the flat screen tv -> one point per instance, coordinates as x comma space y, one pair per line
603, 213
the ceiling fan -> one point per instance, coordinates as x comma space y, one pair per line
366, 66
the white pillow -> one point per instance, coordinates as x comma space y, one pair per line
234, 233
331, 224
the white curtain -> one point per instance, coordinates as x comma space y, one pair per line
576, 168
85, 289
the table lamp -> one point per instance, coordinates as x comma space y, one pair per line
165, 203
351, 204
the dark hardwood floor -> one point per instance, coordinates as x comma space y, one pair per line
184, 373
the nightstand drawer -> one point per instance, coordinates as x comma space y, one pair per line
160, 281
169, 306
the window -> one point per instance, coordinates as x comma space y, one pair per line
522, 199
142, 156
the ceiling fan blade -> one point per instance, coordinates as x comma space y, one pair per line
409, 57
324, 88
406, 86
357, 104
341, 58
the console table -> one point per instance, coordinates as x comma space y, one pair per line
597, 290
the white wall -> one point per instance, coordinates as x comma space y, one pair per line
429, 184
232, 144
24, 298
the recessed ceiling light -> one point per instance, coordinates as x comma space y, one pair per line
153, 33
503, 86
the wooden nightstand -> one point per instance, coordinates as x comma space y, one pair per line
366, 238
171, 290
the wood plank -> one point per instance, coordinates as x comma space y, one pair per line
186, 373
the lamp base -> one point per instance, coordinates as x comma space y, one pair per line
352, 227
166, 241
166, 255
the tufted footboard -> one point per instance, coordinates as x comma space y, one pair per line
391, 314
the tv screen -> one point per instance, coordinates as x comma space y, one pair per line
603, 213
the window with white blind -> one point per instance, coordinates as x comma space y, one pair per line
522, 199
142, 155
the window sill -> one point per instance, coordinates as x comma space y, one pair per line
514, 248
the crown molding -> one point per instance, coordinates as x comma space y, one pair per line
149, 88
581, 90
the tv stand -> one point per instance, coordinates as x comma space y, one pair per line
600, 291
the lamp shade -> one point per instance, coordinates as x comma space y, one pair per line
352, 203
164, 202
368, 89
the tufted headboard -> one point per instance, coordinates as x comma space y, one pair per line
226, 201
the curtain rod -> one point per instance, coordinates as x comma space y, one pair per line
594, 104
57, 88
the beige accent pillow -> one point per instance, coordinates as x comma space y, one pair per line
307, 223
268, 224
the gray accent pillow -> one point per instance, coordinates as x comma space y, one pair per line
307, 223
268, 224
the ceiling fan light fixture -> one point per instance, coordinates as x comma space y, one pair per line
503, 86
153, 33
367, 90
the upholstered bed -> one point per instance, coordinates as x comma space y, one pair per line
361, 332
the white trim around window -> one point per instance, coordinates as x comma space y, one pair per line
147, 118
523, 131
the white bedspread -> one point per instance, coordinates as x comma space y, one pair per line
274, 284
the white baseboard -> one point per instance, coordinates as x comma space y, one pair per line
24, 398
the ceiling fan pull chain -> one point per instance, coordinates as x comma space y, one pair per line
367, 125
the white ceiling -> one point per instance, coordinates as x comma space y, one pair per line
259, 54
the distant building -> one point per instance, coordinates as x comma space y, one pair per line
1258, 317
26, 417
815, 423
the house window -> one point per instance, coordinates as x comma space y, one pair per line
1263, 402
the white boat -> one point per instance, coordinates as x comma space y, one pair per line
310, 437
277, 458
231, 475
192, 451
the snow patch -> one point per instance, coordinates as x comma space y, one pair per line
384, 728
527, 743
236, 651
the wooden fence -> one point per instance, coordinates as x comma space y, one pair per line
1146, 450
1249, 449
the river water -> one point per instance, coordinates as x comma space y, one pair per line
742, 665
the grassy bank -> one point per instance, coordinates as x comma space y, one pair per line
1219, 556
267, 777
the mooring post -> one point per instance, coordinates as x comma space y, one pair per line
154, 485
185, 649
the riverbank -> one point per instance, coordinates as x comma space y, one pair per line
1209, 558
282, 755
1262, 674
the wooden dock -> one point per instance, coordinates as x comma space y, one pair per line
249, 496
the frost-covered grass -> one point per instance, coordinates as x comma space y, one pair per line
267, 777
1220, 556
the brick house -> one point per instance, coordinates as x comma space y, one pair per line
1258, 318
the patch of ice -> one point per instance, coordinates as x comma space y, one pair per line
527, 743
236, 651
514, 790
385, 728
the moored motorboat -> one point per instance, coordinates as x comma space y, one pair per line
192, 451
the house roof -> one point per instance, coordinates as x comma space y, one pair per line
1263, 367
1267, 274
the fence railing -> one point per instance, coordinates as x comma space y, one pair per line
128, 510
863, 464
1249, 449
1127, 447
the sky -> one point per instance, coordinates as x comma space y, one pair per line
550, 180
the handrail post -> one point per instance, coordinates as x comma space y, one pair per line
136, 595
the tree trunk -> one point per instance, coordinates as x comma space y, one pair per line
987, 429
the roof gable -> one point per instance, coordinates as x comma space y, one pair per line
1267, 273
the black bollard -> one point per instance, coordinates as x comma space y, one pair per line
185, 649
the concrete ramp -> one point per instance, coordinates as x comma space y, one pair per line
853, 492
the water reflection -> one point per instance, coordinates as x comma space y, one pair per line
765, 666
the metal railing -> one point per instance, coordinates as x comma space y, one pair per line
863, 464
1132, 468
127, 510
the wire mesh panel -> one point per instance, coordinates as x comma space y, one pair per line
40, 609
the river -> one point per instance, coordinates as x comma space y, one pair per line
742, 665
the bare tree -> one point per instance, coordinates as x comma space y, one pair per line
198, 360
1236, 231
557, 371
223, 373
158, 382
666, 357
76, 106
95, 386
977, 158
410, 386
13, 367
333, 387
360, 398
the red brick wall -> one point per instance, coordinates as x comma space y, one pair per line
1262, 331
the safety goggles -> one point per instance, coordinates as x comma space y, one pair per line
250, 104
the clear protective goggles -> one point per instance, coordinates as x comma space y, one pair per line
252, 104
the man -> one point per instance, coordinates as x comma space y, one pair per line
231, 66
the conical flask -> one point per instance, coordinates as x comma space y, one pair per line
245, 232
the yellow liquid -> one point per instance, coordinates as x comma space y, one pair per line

───

● **WHAT THE TASK ASKS**
Retype the records above exactly, so that no line differs from its source.

● **RESPONSE TO THIS EXERCISE**
the flat screen tv -> one point per instance, coordinates as x comma space y, one pair per line
603, 213
the ceiling fan -> one point per instance, coordinates as x comma space y, one pair per line
366, 66
the white pillow -> one point per instance, coordinates as x comma space y, one pair per line
234, 233
331, 224
the white curtain -> one point per instance, coordinates as x comma space y, one pair per line
576, 168
85, 289
the table lamp -> one point per instance, coordinates as x comma space y, one pair per line
165, 203
351, 204
the dark hardwood floor -> one point per instance, coordinates as x comma space y, one pair per line
184, 373
the nightstand drawer -> one point per instance, coordinates as x comma space y, one pair per line
160, 281
169, 306
the window -> one point per instance, coordinates as x comma space y, one pair per line
522, 199
142, 156
the ceiling fan blade -> one point per instance, coordinates as x comma space y, one pair per line
409, 57
324, 88
406, 86
357, 104
341, 58
the console table -> one point per instance, coordinates as x comma space y, one pair per line
597, 290
the white wall -> one point per instance, coordinates as x comma space y, one pair per line
429, 184
232, 144
24, 298
the recessed ceiling light -> one point per instance, coordinates as x comma space y, one pair per line
153, 33
503, 86
the wooden nightstand -> one point per instance, coordinates as x comma space y, one pair per line
366, 238
171, 290
the wood plank -> one point per instance, coordinates as x comma space y, one pair per line
186, 373
the lamp base -> one point per instance, coordinates as x comma space y, one pair per line
352, 227
166, 241
166, 255
the tufted footboard -> one point per instance, coordinates as x comma space y, one pair per line
391, 314
the tv screen -> one point per instance, coordinates as x comma space y, one pair per line
603, 213
the window with white blind -> one point per instance, coordinates as x comma space y, one pair per line
522, 199
142, 155
the window sill -> one point per instance, coordinates as x comma space y, one pair per line
514, 248
the crown molding -> one point per instance, coordinates as x comma space y, one pair per line
149, 88
581, 90
the tv stand -> one point per instance, coordinates as x comma space y, one pair per line
600, 291
the lamp shade -> one point per instance, coordinates as x comma space y, one pair per line
352, 203
164, 202
368, 89
the tufted headboard -> one point per instance, coordinates as x comma space y, one pair per line
226, 201
the curtain rod -> one point per instance, coordinates as x comma space y, one pair per line
594, 104
57, 88
the beige accent pillow -> one point per instance, coordinates as x comma space y, one pair per line
307, 223
268, 224
the gray accent pillow -> one point per instance, coordinates as x comma space y, one pair per line
307, 223
268, 224
the ceiling fan light fixture -> one point per instance, coordinates as x comma space y, one pair per line
503, 86
153, 33
367, 90
the upholstered bed -> one point per instance, coordinates as x comma space y, one pair per line
361, 332
the white trim around window -> one point per instance, coordinates as x comma space y, one pair per line
147, 118
523, 131
the white bedspread -> one point per instance, coordinates as x comma space y, one pair per line
274, 284
the white baseboard -> one point per instance, coordinates as x comma space y, one pair per line
24, 398
the ceiling fan pull chain -> one point per instance, coordinates as x comma space y, one pair per line
367, 125
the white ceiling -> one point per instance, coordinates as x comma space y, one pair per line
259, 54
the distant building -> one point per instance, coordinates as x comma space y, one pair per line
1258, 317
26, 417
815, 423
the house window -> one point per instance, coordinates as x comma space y, one pair per line
1263, 402
the white boat -> one point per instance, coordinates as x comma space y, one pair per line
310, 437
277, 458
231, 475
192, 451
the snow patch -> one point per instance, coordinates as x comma space y, one pair per line
384, 728
527, 743
236, 651
the wooden fence -> one point per instance, coordinates as x comma space y, one pair per line
1146, 450
1249, 449
the river water -> one point per instance, coordinates as x comma space y, one pair per line
742, 665
the grassy bank -> one point per instance, coordinates as x comma space y, one pair per line
1219, 556
267, 777
the mooring post -> one point per instance, coordinates as x comma space y, one pair per line
154, 485
185, 649
the riverbank -> one point per instance, coordinates as x comma space y, one pair per line
1209, 558
282, 755
1262, 674
the wooden dock -> one point per instance, coordinates as x comma space y, one pair per line
249, 496
the frost-covered grass -> one point per instance, coordinates as x comma space y, one pair per line
267, 777
1220, 556
the brick house -> one point per instance, coordinates as x comma space y, one pair per line
1258, 318
the patch of ice -> one point per instance, coordinates as x comma space y, one pair per line
527, 743
236, 651
514, 790
385, 728
the moored motorboat -> one point per instance, coordinates as x comma space y, one pair per line
192, 451
the house roof -> one point per instance, coordinates as x comma space y, one pair per line
1263, 367
1267, 274
the fence railing -> one point per instance, coordinates as x comma space y, one pair per line
128, 510
863, 464
1249, 449
1127, 447
the sky -> one point per instance, coordinates as x comma space y, one pair per line
550, 180
the handrail post -> one point per instance, coordinates as x comma space y, one pair per line
136, 595
the tree trunk -> one point per instance, coordinates as x comma space y, one pair per line
987, 429
the roof gable -> one point per instance, coordinates as x comma space y, one pair per line
1267, 273
the black bollard -> one point per instance, coordinates as x comma space y, one pair per line
185, 649
the concrete ramp -> one point per instance, coordinates as x comma space y, one pair per line
853, 492
the water reflection -> one point per instance, coordinates as x comma space y, one pair per line
765, 666
the metal railing -> one point per instance, coordinates as x comma space y, one pair per line
863, 464
1132, 468
127, 510
the wire mesh panel -> one point per instance, coordinates as x comma space y, one pair per line
40, 609
the river -> one point per instance, coordinates as x comma space y, one pair per line
742, 665
the bare tree -> one point per instance, coordinates as x comma space y, one pair per line
198, 360
1236, 231
557, 371
223, 373
158, 382
666, 357
76, 106
95, 386
977, 158
410, 386
13, 367
333, 387
360, 398
the red brick wall -> one point per instance, coordinates as x comma space y, one pair per line
1262, 331
the safety goggles -> one point per instance, coordinates as x comma space y, one pair per line
250, 104
the clear protective goggles -> one point per instance, coordinates as x comma space y, one pair per line
252, 104
the man -> one point per instance, coordinates as x comma space y, one pair per line
231, 66
the conical flask -> one point per instance, coordinates as x comma space y, one pair per line
245, 232
the yellow liquid -> one point per instance, coordinates as x comma space y, one pair per line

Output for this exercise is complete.